Material to process:

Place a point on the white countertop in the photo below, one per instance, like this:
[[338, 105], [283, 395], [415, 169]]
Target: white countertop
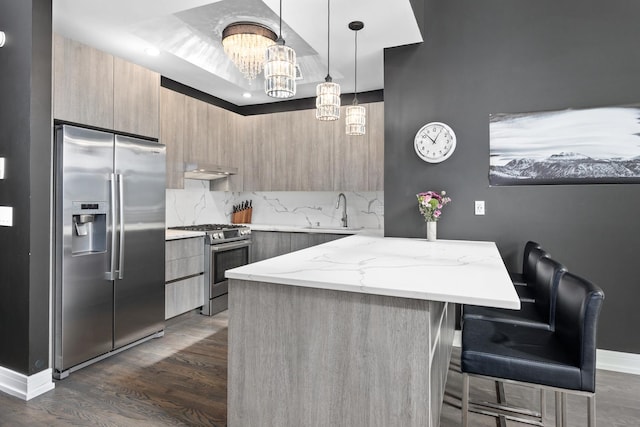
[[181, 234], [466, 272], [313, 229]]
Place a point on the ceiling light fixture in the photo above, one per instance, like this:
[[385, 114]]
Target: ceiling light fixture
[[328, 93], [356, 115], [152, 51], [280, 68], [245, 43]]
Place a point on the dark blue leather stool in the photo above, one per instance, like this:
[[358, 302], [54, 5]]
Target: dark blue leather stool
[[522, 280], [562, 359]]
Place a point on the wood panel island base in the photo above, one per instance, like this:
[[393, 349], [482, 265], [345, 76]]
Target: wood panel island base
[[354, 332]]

What you will do: Go through the material above and return each line that holds the word "Place".

Solution to the problem:
Place a point on the white countertop in the photo below, one per instance, like this:
Place a point on the ceiling light fixture in the photo above, one per instance, like this:
Place a point on the dark blue leather stool in the photo above, one per instance, like this:
Place a point on the wood panel island base in the photo above, one per instance, like this:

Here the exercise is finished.